• [THE TASK]:
Down to the final line, return the records unchanged.

[Dataset entries]
+---+
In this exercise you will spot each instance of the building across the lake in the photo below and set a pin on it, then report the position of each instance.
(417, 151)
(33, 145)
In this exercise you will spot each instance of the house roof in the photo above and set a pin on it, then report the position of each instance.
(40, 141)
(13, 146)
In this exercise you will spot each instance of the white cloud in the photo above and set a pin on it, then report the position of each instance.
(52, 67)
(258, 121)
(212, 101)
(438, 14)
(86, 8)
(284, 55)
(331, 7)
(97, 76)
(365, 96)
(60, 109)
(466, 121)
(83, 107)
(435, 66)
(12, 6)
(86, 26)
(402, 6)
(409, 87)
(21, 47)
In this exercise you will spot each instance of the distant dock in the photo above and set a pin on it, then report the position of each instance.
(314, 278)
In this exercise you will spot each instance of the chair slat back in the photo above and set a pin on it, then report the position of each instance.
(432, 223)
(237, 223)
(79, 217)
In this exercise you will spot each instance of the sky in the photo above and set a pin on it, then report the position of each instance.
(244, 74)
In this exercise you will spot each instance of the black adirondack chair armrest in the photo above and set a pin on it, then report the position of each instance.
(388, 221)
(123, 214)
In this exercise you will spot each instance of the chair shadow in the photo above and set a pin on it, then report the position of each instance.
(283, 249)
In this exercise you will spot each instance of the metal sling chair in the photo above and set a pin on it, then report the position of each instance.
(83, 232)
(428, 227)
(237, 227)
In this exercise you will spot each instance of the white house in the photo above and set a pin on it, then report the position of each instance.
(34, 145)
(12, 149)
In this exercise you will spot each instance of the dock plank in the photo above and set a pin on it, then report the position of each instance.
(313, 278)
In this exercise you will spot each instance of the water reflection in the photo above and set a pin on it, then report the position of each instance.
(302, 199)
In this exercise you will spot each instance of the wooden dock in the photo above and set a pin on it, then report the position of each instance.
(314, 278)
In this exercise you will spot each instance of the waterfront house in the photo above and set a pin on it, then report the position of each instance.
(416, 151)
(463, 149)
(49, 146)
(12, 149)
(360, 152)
+---+
• [FINISHED EXERCISE]:
In this exercise you will spot each instance of the building across the lake in the photo below and set a pin on it, then report the position of each instance.
(417, 151)
(33, 145)
In this exercise you will spot each instance of the house roof in the photo above and set a pin on it, then report the position of each instance.
(40, 141)
(13, 146)
In this exercise you will spot each instance of the white cloud in the photo above and set a pin on it, then report the position of each instance.
(52, 67)
(258, 121)
(212, 101)
(438, 14)
(86, 8)
(284, 55)
(331, 7)
(97, 76)
(365, 96)
(60, 109)
(466, 121)
(83, 107)
(435, 66)
(12, 6)
(86, 26)
(402, 6)
(409, 87)
(21, 47)
In this exercise you will spot each instance of the distant dock in the photo above and set a pin on it, then report the position of each instance.
(314, 278)
In this exercise you will spot each instance of the chair slat back in the photo above and set a pin on it, then report the position of each instance.
(432, 223)
(237, 223)
(79, 217)
In this exercise you will spot each instance of the sky in the photo above and set a pin on it, then report the position of each instance.
(244, 74)
In this exercise you will spot each instance of the black adirondack chair armrest in the photo above and set a pin on it, then report the position of each instance.
(388, 221)
(123, 214)
In this exercise you will spot each instance of the chair shadow in the photo above and set a pin on it, then report the position of each instance.
(283, 249)
In this exercise you will spot each instance of the metal sling chair in the photo above and set a pin on it, then report the position of each instance.
(83, 232)
(428, 227)
(237, 227)
In this exercise you will spot each instance of the white house in the photo above and set a pin on it, then report the position of each instance.
(34, 145)
(12, 149)
In this exercise you will spot each instance of the dock plank in the photo above and set a pin on it, then report the position of each instance.
(313, 278)
In this exercise you will spot each instance of the water reflection in the photo above and set a pin on it, then report the position of each instance.
(302, 199)
In this exercise you will spot each instance of the wooden dock in the photo above and set a pin on it, then report the position of each instance.
(314, 278)
In this exercise you will spot each instance of the waterfront house in the photo above and set a pin on it, then report the position of each instance.
(416, 151)
(463, 149)
(49, 146)
(12, 149)
(360, 152)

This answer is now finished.